# Best Sleep Positions ever!



## FlyVizslasFly (Mar 1, 2015)

We have only had Dawkins for a little over 2 weeks and I am convinced that Vizsla's are the best dogs. This is my favorite part! Can your Vizsla do this????


----------



## mswhipple (Mar 7, 2011)

When you look up the word "relaxation" in the dictionary, there's a picture of Dawkins!! ;D ;D ;D How sweet!!


----------



## Canadian Expy (Feb 27, 2013)

LOL oh, how I miss the days of puppy narcolepsy  These pups are such characters. Enjoy every minute of it


----------



## Canadian Expy (Feb 27, 2013)

Just found this picture. It wasn't uncommon for me to find our boy passed out like this, even on car rides  Oh, the life of a V.


----------



## mommaofalot (Apr 10, 2014)

Sleeping on her back is Koda's favorite position! That way I can rub her belly to put her to sleep  

Edit to add pic


----------



## einspänner (Sep 8, 2012)

Scout's contribution to this thread.


----------



## texasred (Jan 29, 2012)

einspänner said:


> Scout's contribution to this thread.


Hear No Evil, in vizsla style.


----------



## texasred (Jan 29, 2012)

Working V sleeping position.
(This is not one of my dogs)


----------



## MCD (May 4, 2013)

I would (or I should say we would) contribute to this thread but my daughter gets all the good pics on her phone! Dharma likes to nest under blankets. Maybe later I will get Heather to post it. I have never been very good at posting pictures LOL!


----------



## Rufus Tiberius (Dec 18, 2012)

I have always gotten a chuckle out of this picture (full disclosure, this is NOT RT.) Picture is of one of my breeders dogs relaxing at there home.


----------



## organicthoughts (Oct 9, 2012)

This one is my favorite of baby Yoff.


----------



## R E McCraith (Nov 24, 2011)

BELLY UP - the true sign of TRUST - @ home PIKE could fall asleep belly up @ the end of a pool cue - after a hard day in the field - @ the lodge with other pups - you will never C his tummy - even @ home with friends - the sun goes down - u never c his belly till everyone has left & only his family is with him !!!!!!!!


----------



## Oscar-vizzle (Jul 7, 2014)

Oscar in his usual position...


----------



## tknafox2 (Apr 2, 2013)

I couldn't resist...


----------



## Zoton (Feb 4, 2014)

Bit dangerous this one 

From the archives last year.

Life in the fast lane by bigbikeshortlegs, on Flickr


----------



## Zoton (Feb 4, 2014)

JOB A -
Reproduce the portion of the forum thread on Vizsla sleep positions that begins at the words "## R E McCraith" and stops after the words "with him !!!!!!!!".

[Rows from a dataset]
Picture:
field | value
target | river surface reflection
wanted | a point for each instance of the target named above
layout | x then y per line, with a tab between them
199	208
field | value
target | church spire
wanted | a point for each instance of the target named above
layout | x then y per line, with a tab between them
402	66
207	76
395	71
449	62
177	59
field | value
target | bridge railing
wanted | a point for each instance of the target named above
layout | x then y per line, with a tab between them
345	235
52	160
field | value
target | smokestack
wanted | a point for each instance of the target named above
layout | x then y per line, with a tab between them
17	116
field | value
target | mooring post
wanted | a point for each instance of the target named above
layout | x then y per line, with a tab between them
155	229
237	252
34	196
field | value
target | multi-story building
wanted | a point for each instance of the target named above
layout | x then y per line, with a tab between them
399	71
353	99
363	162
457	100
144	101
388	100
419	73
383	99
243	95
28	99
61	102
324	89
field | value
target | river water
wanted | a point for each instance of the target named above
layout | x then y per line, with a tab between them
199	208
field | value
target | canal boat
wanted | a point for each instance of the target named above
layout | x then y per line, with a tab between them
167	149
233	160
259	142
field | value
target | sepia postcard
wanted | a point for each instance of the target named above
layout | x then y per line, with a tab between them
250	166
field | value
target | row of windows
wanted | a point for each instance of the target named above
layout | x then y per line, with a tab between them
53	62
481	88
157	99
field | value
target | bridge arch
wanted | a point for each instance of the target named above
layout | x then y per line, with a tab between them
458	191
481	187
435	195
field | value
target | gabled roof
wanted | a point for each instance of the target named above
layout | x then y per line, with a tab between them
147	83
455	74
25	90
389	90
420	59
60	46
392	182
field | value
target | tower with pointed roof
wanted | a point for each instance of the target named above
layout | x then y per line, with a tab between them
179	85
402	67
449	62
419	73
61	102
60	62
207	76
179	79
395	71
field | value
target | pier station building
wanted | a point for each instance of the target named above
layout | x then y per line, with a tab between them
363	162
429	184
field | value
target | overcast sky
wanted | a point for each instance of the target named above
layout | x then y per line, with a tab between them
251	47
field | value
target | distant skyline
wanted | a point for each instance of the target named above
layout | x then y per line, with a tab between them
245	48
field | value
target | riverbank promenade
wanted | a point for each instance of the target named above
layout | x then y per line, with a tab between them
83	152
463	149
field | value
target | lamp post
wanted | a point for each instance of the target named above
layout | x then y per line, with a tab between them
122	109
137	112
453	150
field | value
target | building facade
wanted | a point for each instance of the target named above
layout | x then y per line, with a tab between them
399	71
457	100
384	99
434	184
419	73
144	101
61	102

JOB B -
Return each line of the listing that contains the string "bridge".

TASK RESULT A -
## R E McCraith (Nov 24, 2011)

BELLY UP - the true sign of TRUST - @ home PIKE could fall asleep belly up @ the end of a pool cue - after a hard day in the field - @ the lodge with other pups - you will never C his tummy - even @ home with friends - the sun goes down - u never c his belly till everyone has left & only his family is with him !!!!!!!!

TASK RESULT B -
target | bridge railing
target | bridge arch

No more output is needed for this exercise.